• The task: Reproduce the portion of the records below that runs from their start through the line containing "column 105, row 371", including both ends. Leave the pictures out of your answer.

• Provided data:
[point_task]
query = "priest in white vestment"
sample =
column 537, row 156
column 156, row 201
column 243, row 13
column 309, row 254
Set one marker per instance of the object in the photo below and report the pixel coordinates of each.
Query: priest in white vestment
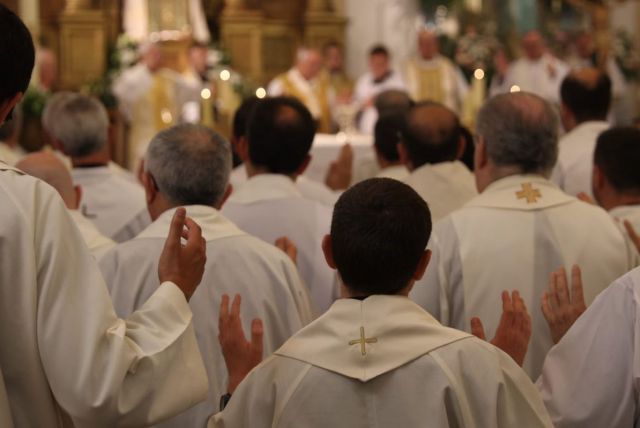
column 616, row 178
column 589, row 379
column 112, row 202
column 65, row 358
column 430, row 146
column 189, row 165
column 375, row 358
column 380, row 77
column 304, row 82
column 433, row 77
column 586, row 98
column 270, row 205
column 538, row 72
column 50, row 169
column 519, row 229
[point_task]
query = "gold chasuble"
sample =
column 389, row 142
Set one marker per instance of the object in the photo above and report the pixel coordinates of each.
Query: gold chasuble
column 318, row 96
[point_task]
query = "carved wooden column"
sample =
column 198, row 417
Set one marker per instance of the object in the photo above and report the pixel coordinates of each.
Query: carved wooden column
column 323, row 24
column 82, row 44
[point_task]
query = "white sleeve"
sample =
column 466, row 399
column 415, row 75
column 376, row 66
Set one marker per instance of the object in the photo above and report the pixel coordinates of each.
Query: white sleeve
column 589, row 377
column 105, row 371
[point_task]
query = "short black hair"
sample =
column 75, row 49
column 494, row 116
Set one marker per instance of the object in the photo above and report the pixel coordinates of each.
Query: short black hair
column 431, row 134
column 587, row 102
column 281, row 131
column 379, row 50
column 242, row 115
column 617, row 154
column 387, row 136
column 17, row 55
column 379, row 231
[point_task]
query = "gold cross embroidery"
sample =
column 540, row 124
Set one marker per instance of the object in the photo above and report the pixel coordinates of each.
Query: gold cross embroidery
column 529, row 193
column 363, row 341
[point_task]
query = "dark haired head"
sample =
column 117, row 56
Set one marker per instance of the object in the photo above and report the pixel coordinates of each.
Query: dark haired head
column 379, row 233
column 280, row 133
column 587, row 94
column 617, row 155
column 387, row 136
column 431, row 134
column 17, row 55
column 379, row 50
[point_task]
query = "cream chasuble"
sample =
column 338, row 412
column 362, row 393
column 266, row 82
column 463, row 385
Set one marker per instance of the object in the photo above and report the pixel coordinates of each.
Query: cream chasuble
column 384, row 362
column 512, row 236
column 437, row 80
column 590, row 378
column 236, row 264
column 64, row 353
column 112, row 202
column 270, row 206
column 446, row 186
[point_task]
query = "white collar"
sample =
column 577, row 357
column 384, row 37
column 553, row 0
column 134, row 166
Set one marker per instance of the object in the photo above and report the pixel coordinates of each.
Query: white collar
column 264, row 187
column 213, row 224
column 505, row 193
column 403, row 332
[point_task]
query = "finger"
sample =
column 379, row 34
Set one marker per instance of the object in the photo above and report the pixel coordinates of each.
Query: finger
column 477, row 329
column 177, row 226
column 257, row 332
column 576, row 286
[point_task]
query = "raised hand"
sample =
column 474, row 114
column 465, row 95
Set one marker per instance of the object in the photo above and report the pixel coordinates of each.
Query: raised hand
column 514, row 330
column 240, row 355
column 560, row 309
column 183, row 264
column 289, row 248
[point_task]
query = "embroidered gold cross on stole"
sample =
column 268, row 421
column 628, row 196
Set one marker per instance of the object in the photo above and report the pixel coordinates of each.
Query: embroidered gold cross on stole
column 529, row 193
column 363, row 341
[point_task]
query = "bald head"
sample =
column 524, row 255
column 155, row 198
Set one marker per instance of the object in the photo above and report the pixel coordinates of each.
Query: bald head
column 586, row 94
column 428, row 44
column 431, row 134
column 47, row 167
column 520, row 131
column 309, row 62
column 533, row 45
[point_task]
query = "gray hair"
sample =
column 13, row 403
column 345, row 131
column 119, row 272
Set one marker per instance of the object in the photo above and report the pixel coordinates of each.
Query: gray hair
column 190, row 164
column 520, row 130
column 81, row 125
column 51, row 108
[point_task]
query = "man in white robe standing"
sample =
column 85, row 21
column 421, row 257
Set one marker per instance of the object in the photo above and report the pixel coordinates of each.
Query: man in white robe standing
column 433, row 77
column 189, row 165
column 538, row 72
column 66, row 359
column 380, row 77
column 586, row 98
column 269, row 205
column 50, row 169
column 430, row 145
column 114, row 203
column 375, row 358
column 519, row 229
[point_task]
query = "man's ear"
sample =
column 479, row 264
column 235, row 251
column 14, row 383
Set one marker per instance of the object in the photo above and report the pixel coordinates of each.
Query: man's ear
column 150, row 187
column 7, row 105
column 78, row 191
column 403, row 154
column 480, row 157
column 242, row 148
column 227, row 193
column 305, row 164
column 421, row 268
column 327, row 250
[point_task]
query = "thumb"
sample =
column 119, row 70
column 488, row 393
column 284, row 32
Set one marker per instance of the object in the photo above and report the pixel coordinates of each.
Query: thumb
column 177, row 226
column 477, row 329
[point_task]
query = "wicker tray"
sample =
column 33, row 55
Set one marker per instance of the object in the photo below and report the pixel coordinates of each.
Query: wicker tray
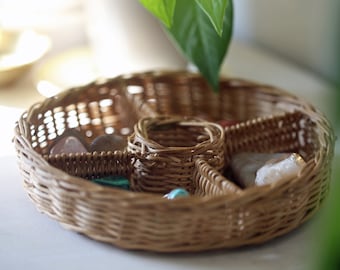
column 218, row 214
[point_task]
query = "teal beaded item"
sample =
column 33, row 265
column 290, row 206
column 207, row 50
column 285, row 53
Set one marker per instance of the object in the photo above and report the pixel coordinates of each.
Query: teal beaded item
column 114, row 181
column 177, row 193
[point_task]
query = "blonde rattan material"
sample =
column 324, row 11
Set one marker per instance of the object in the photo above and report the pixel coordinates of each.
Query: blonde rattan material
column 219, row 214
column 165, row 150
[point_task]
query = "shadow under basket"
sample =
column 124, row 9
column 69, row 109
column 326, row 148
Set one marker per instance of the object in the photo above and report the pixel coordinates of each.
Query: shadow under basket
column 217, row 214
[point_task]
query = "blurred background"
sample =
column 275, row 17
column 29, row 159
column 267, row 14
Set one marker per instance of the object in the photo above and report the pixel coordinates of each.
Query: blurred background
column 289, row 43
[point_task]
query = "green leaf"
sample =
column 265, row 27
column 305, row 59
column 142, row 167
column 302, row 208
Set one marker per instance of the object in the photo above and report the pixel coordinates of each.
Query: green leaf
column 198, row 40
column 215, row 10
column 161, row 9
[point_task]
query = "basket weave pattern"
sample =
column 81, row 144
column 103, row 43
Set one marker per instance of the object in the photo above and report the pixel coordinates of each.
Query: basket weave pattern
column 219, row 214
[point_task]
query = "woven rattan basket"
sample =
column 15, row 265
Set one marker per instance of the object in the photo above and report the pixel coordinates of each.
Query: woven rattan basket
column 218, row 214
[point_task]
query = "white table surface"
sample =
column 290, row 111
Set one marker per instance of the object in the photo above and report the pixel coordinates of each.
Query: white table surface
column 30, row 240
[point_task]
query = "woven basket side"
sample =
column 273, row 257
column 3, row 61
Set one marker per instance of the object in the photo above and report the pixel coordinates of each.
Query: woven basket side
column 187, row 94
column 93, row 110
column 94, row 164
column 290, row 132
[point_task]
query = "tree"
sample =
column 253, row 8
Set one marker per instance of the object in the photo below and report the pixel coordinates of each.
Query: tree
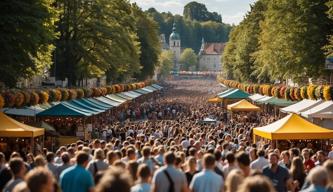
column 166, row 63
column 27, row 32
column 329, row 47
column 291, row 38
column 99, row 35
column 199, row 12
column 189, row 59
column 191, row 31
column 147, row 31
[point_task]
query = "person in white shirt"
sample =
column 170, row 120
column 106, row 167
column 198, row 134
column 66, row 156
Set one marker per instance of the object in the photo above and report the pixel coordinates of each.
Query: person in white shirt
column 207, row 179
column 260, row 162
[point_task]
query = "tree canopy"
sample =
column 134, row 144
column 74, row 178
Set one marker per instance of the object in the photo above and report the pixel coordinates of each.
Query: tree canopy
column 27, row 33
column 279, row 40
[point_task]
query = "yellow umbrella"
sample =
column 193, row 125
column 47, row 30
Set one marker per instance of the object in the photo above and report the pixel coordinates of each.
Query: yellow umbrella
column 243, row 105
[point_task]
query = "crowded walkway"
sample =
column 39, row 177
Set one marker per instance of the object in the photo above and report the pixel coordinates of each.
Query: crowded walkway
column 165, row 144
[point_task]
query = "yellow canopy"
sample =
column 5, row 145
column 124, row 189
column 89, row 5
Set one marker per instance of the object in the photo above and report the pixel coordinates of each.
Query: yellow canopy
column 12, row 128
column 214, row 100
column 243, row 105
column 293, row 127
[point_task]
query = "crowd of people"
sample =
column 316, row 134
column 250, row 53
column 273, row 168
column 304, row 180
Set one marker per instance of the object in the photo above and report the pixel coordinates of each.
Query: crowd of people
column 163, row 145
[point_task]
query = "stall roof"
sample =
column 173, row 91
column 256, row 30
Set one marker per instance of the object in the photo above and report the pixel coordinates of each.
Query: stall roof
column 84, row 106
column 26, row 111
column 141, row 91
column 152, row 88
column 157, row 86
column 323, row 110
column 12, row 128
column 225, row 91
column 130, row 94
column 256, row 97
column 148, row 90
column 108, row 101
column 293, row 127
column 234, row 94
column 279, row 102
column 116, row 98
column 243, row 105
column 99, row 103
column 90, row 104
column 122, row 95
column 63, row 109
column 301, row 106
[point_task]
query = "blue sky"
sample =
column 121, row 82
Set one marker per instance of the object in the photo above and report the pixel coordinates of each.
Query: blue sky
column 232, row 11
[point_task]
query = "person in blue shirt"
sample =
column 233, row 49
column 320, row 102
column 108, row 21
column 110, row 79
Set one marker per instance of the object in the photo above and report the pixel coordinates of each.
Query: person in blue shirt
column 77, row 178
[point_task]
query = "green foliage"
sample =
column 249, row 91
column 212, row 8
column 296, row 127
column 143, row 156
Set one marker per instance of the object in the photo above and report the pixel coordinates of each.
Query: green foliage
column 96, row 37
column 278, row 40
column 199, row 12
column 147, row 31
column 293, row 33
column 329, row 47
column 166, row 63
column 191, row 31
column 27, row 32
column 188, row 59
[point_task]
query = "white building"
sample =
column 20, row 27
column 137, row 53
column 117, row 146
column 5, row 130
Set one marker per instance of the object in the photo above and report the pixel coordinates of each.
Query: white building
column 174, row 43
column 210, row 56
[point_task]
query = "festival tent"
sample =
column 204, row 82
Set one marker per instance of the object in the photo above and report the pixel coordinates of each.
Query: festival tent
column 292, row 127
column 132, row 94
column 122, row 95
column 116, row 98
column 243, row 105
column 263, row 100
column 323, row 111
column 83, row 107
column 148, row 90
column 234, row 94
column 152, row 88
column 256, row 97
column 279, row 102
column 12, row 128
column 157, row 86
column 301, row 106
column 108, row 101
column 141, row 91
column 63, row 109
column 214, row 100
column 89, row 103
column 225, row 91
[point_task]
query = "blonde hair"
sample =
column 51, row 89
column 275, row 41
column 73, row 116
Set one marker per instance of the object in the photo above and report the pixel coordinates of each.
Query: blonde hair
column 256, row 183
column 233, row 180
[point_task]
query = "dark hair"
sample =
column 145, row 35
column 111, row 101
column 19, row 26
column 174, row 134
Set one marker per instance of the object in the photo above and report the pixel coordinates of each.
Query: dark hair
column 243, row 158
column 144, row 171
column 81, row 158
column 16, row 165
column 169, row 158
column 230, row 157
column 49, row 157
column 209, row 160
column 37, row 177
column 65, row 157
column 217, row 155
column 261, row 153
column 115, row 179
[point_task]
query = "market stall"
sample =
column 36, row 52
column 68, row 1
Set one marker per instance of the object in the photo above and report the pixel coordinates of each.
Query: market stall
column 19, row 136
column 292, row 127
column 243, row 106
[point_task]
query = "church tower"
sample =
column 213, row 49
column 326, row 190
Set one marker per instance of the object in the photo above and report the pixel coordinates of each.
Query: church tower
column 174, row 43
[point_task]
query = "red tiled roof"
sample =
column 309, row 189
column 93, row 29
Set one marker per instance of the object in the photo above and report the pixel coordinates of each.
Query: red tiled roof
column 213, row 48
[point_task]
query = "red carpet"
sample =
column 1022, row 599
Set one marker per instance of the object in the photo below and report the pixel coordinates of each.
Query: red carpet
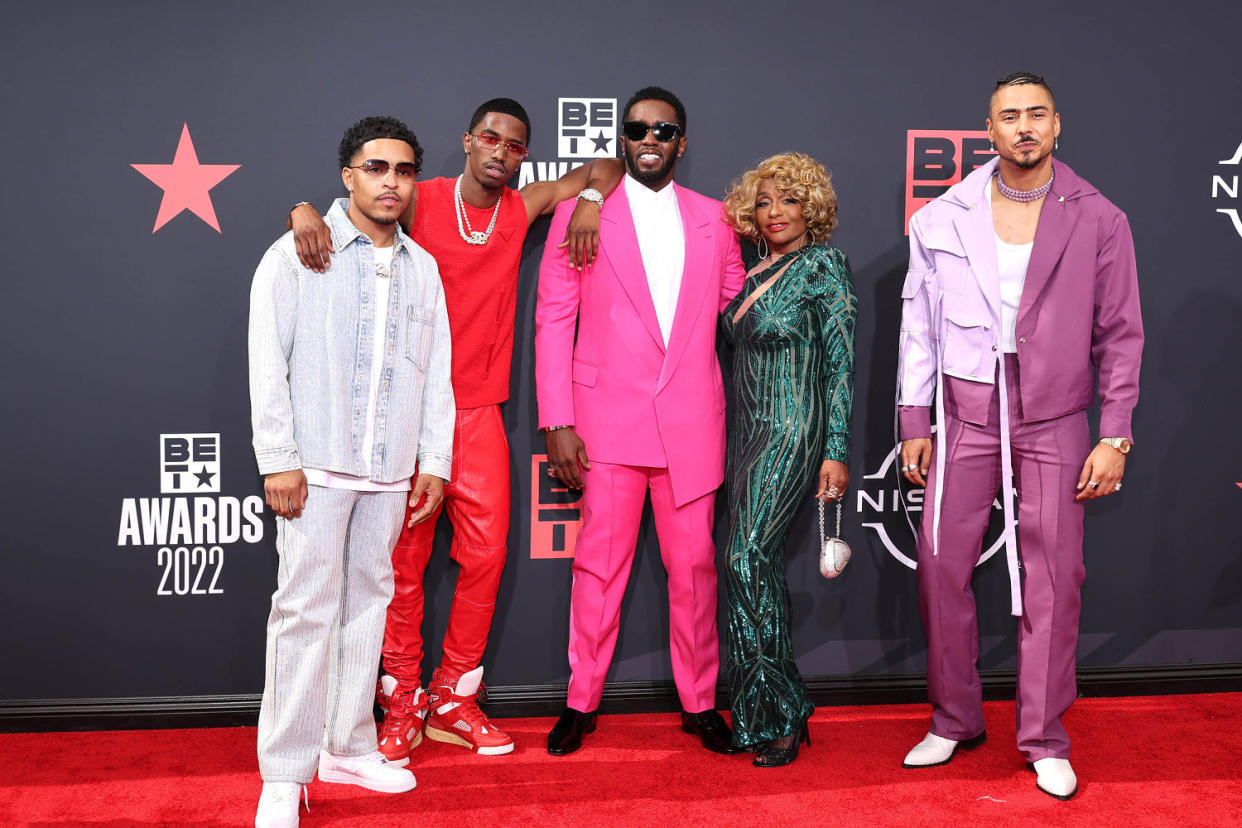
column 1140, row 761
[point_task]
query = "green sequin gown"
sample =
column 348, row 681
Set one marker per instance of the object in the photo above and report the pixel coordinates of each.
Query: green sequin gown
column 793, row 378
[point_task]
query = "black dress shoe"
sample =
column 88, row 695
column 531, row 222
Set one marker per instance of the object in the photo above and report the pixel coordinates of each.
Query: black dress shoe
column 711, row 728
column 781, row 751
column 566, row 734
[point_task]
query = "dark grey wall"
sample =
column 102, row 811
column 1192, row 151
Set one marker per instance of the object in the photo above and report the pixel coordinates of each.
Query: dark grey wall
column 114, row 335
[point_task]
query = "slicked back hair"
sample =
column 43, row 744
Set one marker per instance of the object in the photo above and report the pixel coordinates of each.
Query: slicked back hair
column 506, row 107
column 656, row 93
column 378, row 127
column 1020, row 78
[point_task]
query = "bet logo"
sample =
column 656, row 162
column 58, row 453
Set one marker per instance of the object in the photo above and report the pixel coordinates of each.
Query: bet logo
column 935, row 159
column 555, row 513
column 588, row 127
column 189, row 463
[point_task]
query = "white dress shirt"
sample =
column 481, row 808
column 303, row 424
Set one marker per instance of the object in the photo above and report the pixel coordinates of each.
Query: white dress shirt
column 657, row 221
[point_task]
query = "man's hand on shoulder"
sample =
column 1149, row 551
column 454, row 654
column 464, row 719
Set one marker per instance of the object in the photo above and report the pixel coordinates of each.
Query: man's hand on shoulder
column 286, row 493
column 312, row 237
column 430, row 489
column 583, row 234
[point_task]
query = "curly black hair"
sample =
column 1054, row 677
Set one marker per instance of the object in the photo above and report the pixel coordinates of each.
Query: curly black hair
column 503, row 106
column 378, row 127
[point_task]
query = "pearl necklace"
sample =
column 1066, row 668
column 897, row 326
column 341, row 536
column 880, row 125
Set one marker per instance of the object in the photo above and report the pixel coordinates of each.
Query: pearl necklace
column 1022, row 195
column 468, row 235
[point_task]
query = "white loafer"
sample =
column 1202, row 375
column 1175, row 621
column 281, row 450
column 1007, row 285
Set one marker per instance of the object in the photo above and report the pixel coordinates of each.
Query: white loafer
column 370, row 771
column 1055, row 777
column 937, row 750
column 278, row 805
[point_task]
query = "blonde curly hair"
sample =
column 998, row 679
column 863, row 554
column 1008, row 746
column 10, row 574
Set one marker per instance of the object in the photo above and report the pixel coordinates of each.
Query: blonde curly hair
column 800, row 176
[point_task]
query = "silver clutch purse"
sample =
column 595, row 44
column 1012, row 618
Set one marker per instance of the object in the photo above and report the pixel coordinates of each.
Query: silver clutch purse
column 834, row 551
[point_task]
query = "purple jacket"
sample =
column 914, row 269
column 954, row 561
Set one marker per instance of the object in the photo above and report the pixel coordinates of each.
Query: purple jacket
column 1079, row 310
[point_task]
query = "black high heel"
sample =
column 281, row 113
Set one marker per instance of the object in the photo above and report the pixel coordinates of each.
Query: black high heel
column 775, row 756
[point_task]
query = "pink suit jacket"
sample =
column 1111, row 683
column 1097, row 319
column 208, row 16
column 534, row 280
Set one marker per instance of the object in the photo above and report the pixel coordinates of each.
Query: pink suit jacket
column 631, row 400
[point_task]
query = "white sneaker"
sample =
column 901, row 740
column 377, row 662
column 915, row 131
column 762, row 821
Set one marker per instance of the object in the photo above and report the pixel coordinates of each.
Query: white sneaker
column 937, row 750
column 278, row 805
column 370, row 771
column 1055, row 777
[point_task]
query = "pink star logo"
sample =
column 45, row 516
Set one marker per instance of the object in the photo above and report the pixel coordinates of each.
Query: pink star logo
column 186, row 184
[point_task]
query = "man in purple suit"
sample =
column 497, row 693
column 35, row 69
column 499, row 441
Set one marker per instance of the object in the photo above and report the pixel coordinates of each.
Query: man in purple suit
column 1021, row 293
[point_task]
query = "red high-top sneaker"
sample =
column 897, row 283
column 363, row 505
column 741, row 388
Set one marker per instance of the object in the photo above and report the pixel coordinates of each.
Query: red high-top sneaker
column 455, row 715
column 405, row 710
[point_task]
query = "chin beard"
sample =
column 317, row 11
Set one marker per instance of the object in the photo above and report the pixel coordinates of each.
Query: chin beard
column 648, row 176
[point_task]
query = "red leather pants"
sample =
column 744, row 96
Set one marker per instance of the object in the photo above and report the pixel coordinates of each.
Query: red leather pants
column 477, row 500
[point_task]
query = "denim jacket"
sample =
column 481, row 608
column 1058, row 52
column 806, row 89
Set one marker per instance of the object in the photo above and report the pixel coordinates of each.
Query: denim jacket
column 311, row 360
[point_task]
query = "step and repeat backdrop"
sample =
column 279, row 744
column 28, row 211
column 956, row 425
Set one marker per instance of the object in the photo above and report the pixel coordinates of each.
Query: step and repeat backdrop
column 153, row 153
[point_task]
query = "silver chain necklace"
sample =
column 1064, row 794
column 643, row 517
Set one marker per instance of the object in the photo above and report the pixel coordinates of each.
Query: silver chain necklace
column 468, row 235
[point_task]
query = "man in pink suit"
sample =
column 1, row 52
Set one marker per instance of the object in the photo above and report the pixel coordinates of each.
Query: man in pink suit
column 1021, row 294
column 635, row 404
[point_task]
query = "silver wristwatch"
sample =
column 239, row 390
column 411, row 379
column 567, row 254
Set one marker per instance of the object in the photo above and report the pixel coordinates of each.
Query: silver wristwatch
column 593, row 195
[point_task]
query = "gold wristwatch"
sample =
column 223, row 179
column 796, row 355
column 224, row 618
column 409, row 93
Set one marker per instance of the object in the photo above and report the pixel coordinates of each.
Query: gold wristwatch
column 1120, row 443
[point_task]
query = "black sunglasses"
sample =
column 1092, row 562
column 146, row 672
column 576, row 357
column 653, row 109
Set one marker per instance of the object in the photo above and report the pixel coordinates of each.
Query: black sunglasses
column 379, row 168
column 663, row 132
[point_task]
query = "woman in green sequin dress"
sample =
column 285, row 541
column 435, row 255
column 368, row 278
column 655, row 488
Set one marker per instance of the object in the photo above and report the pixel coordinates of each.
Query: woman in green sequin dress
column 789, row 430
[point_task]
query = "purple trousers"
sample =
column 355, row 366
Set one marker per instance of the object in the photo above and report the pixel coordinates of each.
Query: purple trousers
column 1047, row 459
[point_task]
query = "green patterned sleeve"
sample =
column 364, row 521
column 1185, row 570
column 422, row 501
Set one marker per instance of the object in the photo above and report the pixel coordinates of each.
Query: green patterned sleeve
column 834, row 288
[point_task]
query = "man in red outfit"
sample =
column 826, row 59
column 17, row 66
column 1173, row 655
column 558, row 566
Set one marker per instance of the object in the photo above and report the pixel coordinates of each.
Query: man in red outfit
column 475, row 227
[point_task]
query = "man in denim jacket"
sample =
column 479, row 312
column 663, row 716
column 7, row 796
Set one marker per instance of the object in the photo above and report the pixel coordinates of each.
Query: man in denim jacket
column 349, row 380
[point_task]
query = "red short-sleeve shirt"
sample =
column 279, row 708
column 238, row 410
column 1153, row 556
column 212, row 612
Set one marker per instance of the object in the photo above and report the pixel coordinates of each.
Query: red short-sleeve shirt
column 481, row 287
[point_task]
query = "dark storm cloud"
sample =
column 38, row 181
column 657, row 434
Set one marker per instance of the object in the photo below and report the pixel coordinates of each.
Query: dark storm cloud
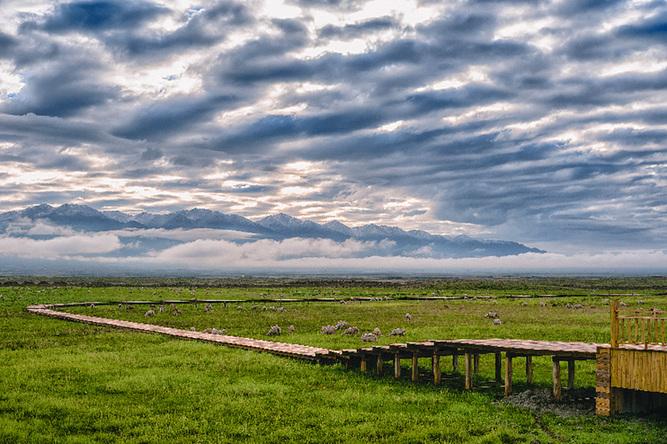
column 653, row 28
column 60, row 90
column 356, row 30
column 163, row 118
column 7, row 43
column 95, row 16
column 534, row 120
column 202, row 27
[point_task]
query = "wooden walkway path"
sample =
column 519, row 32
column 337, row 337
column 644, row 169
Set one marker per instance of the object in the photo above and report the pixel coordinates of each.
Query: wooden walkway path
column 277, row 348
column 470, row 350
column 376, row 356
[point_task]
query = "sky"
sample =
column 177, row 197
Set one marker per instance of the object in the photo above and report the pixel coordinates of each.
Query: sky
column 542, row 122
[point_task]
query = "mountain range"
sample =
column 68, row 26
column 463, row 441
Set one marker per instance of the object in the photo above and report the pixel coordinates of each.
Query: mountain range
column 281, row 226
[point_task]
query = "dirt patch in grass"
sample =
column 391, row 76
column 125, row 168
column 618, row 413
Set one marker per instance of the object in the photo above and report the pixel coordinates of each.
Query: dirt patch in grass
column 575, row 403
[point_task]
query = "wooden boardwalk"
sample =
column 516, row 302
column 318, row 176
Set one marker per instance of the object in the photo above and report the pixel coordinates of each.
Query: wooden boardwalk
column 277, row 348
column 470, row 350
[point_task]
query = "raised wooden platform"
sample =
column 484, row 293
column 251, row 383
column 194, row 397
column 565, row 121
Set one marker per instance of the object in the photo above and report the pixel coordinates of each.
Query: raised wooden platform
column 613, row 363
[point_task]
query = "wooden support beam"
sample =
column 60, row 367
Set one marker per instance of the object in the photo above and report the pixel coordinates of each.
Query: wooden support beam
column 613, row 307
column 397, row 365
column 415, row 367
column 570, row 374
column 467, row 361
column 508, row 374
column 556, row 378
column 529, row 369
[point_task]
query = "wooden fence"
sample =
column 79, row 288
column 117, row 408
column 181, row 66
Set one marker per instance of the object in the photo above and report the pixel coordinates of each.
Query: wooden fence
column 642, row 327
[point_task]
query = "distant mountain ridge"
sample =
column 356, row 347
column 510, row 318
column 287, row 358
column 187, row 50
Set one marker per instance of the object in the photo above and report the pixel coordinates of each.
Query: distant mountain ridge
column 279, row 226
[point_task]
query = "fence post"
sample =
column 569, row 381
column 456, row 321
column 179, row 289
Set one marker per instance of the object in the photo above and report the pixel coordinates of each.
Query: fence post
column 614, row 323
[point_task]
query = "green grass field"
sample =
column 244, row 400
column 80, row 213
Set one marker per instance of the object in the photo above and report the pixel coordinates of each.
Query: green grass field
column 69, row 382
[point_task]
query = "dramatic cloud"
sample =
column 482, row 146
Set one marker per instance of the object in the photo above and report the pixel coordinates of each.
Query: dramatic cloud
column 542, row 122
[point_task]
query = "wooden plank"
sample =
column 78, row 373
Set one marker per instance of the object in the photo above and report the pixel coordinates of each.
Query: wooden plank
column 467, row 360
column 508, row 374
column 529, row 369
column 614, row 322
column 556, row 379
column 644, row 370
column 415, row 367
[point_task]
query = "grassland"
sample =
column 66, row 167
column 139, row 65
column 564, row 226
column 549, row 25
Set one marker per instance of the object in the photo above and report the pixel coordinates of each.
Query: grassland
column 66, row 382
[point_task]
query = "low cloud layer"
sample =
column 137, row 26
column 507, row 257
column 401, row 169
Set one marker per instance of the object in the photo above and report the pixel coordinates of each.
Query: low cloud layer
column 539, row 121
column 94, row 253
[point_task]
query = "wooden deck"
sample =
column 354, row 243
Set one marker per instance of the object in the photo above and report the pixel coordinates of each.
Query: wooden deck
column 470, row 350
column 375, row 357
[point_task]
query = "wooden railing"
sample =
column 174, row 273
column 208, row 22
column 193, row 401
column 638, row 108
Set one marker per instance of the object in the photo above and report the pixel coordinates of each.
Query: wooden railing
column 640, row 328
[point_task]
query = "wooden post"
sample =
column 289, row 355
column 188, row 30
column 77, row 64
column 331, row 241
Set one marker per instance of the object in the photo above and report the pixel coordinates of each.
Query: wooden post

• Output:
[point_task]
query = "priest in white vestment"
sample =
column 537, row 156
column 156, row 201
column 243, row 13
column 309, row 254
Set one marker per instance of the object in the photo below and report the pixel coordinates of each.
Query: priest in white vestment
column 616, row 178
column 589, row 379
column 112, row 202
column 65, row 358
column 430, row 146
column 189, row 165
column 375, row 358
column 380, row 77
column 304, row 82
column 433, row 77
column 586, row 98
column 270, row 205
column 538, row 72
column 50, row 169
column 519, row 229
[point_task]
query = "gold chasuble"
sample =
column 389, row 142
Set one marker per instance of the object in the photo above and report the pixel coordinates of each.
Query: gold chasuble
column 318, row 96
[point_task]
query = "carved wooden column"
sample =
column 198, row 417
Set one marker per instance of the object in the photo above and report the pixel coordinates of each.
Query: carved wooden column
column 323, row 24
column 82, row 44
[point_task]
query = "white sleeve"
sample =
column 466, row 399
column 415, row 75
column 376, row 66
Set one marker per instance of the object in the photo above and report the pixel coordinates of each.
Query: white sleeve
column 589, row 377
column 105, row 371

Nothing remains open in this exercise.